Exercise brief:
The stretch from the line with "For instance, a" through the line with "MULTIPOLYGON (((1318 373, 949" in the records below: write it out exactly, and nothing else.

Listed records:
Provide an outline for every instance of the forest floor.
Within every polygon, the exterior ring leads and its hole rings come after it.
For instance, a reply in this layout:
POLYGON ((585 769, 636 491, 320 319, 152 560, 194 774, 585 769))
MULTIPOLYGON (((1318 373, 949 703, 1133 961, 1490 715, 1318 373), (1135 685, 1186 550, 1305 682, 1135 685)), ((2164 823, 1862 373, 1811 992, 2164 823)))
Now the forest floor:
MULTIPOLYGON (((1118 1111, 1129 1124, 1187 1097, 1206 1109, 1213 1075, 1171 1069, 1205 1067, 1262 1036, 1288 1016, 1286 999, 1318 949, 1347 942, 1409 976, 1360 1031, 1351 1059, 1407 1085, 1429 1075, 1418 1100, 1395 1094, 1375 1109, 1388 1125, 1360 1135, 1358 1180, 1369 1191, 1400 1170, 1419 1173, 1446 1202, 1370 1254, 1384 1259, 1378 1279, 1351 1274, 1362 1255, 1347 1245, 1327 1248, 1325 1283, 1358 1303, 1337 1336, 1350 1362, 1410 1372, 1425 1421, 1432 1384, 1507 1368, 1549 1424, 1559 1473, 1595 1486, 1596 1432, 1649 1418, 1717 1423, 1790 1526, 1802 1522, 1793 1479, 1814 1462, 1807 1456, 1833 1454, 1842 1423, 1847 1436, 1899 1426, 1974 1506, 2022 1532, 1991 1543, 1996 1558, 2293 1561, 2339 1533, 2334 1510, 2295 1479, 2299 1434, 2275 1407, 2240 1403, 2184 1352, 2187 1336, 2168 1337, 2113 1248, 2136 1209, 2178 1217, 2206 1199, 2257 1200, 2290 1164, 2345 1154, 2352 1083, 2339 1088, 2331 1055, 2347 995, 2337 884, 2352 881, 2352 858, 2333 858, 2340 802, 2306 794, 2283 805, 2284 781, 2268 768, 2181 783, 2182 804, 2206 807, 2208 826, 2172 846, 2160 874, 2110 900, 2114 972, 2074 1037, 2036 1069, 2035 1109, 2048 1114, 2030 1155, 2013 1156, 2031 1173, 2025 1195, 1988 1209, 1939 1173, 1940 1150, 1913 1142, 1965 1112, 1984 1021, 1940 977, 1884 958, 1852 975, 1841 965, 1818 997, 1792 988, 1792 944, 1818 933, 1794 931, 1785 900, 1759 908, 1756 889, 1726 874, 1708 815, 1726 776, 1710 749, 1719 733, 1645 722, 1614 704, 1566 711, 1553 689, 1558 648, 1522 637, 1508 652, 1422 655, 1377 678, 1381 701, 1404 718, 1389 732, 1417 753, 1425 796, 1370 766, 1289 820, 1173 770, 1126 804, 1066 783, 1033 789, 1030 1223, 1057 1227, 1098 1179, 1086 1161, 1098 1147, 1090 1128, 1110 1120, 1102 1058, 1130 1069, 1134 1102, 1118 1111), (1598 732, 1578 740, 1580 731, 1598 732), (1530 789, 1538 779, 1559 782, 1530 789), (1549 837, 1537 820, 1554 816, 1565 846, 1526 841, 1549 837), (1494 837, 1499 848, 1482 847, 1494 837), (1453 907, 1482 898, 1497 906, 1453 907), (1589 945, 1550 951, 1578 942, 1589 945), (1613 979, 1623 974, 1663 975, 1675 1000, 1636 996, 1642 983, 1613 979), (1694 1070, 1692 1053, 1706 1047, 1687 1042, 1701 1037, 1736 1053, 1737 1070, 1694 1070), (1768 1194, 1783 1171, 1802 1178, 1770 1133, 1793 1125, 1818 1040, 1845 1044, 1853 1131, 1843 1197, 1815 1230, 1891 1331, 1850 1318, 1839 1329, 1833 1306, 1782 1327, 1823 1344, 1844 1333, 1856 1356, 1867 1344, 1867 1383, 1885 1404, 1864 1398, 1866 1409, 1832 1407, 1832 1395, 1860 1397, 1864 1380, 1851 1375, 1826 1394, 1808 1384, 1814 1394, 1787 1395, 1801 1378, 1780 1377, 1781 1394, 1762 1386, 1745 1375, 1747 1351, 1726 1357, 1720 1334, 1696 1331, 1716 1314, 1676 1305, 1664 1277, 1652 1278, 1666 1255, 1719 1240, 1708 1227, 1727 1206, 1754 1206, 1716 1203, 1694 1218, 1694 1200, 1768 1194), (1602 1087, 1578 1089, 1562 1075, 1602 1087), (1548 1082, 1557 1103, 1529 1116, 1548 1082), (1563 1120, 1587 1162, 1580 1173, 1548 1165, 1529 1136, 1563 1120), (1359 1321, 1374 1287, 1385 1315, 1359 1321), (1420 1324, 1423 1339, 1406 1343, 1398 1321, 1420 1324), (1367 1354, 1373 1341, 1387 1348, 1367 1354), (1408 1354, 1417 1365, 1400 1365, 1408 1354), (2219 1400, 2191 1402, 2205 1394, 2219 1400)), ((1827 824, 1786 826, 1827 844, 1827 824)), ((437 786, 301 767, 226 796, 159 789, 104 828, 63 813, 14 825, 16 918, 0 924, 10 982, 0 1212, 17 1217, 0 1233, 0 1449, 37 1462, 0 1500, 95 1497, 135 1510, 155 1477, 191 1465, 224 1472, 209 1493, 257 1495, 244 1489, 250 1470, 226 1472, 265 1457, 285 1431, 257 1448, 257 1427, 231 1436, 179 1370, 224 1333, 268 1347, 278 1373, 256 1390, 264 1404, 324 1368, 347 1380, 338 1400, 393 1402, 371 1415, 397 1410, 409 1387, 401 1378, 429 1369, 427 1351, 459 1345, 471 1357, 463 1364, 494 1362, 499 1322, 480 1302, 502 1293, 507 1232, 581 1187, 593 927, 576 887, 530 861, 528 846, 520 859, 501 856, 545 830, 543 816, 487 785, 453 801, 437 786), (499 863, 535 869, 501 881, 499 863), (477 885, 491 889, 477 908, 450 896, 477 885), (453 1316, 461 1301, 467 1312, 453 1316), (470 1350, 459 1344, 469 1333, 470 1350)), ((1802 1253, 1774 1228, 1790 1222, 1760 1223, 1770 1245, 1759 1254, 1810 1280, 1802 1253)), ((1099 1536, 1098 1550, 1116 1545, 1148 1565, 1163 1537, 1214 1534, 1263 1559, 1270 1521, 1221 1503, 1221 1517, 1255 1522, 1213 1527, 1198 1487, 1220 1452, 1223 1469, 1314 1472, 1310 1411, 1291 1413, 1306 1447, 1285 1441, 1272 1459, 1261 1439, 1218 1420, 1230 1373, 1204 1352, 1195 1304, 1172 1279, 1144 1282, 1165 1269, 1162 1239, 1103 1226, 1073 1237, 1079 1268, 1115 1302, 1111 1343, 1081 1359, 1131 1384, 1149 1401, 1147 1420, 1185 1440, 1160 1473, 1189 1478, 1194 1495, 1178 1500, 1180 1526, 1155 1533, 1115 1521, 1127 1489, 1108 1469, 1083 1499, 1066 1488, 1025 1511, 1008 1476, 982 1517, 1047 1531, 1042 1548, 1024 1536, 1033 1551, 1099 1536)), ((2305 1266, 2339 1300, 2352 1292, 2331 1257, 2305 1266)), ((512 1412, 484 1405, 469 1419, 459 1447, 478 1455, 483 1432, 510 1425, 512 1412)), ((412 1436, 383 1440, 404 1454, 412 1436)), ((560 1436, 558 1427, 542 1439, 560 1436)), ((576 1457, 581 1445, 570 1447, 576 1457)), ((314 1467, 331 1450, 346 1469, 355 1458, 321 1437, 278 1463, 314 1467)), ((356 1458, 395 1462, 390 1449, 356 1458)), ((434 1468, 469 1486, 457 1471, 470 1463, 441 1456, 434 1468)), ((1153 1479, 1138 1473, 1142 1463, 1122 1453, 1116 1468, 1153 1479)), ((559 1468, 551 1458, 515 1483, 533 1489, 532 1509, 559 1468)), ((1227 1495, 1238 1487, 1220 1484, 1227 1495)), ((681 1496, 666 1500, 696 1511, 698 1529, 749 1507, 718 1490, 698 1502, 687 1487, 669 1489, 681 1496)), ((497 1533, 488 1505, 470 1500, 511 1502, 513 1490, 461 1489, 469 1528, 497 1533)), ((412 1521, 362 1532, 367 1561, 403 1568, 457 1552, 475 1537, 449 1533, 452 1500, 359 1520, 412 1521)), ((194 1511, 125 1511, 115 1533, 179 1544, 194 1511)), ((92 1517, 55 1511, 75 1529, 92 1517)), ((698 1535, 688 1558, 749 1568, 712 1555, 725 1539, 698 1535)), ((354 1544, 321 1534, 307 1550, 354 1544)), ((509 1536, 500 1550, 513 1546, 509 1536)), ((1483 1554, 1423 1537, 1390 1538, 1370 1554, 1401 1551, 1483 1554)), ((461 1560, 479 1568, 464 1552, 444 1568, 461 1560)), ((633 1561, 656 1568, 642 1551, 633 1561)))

Written solution:
For instance, a reply in this layout:
POLYGON ((585 769, 636 491, 320 319, 152 560, 194 774, 585 769))
MULTIPOLYGON (((1318 373, 949 703, 1133 961, 1490 715, 1318 373), (1135 685, 1186 550, 1305 682, 1135 685)), ((2164 823, 1862 373, 1811 992, 2164 823)))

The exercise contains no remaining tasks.